## CONSIGNE ÉCRITE 1
D'après l'arrêt de la cour d'appel de Grenoble, quelle juridiction a rendu la décision frappée d'appel ?

## EXTRAIT FOURNI
■ ■ ■ ■

COUR D'APPEL DE GRENOBLE



Ch. Sociale -Section A

ARRÊT DU MARDI 22 MAI 2018





Appel d'une décision (N° RG F15/00353)

rendue par le Conseil de Prud'hommes - Formation paritaire de VALENCE

en date du 25 mars 2016

suivant déclaration d'appel du 01 Avril 2016



APPELANTE :



Madame Maryline Z...

née le [...] à GIEN

de nationalité Française

La Comédia [...]



comparante en personne,...

VC

RG N° 16/01586

N° Minute :

Notifié le :

Copie exécutoire délivrée le :

Me Isabelle X...

Me Eric Y...

AU NOM DU PEUPLE FRANÇAIS

COUR D'APPEL DE GRENOBLE

Ch. Sociale -Section A

ARRÊT DU MARDI 22 MAI 2018

Appel d'une décision (N° RG F15/00353)

rendue par le Conseil de Prud'hommes - Formation paritaire de VALENCE

en date du 25 mars 2016

suivant déclaration d'appel du 01 Avril 2016

APPELANTE :

Madame Maryline Z...

née le [...] à GIEN

de nationalité Française

La Comédia [...]

comparante en personne, assistée de Me Isabelle X..., avocat au barreau de VALENCE

INTIME :

M. Olivier A...

■ ■ ■ ■

## Entrées d'étiquetage de la position d'objets

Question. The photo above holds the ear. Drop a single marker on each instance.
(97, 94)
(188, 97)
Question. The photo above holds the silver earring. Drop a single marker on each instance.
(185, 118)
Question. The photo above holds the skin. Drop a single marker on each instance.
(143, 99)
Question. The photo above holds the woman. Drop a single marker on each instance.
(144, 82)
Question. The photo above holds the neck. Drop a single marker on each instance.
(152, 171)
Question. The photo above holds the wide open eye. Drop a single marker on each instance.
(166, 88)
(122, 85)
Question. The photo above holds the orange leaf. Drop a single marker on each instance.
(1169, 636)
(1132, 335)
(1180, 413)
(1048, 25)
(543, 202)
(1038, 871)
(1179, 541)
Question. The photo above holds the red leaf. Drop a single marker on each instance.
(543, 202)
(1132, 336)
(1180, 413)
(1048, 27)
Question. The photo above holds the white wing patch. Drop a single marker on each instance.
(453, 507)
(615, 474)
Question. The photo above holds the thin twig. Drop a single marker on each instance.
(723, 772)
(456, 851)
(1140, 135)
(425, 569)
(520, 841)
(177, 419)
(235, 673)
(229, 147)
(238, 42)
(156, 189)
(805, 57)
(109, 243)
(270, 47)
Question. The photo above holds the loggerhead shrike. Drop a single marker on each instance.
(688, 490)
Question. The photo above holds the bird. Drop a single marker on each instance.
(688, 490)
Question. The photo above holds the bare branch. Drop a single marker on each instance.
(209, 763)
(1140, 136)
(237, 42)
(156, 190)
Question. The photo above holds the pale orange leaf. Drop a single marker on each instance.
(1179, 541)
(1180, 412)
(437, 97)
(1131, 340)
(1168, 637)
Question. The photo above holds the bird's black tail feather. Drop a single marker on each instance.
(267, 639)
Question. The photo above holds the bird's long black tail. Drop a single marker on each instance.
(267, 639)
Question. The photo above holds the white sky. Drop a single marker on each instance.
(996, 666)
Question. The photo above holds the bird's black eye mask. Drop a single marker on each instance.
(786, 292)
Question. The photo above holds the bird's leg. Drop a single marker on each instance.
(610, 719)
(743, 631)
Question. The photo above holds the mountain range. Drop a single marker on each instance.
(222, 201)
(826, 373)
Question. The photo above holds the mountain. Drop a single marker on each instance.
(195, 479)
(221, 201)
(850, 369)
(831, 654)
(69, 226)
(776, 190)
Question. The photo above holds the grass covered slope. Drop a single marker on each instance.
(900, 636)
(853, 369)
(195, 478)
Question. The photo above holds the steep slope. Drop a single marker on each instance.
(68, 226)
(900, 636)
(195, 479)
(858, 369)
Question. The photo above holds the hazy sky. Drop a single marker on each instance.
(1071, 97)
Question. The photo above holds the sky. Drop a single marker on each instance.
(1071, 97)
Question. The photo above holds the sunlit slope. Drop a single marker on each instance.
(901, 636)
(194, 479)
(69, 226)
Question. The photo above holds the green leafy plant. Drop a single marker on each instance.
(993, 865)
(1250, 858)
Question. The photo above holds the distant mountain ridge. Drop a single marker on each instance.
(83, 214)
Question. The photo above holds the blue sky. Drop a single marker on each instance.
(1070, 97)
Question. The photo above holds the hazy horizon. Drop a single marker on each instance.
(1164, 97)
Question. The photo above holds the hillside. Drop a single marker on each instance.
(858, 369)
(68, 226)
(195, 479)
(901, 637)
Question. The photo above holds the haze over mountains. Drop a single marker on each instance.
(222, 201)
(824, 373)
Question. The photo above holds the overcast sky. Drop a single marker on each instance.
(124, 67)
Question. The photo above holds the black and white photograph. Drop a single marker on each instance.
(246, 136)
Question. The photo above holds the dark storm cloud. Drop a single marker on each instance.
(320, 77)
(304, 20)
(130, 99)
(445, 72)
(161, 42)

■ ■ ■ ■

## CONSIGNE ÉCRITE 2
Présentez en liste numérotée les lignes des entrées, depuis celle qui contient « Question. The photo above holds the hillside. » jusqu'à la fin des entrées, ces deux limites comprises et sans les lignes vides.

## RÉPONSE 1
Le Conseil de Prud'hommes de Valence, en formation paritaire.

## RÉPONSE 2
1. Question. The photo above holds the hillside. Drop a single marker on each instance.
2. (858, 369)
3. (68, 226)
4. (195, 479)
5. (901, 637)
6. Question. The photo above holds the haze over mountains. Drop a single marker on each instance.
7. (222, 201)
8. (824, 373)
9. Question. The photo above holds the overcast sky. Drop a single marker on each instance.
10. (124, 67)
11. Question. The photo above holds the black and white photograph. Drop a single marker on each instance.
12. (246, 136)
13. Question. The photo above holds the dark storm cloud. Drop a single marker on each instance.
14. (320, 77)
15. (304, 20)
16. (130, 99)
17. (445, 72)
18. (161, 42)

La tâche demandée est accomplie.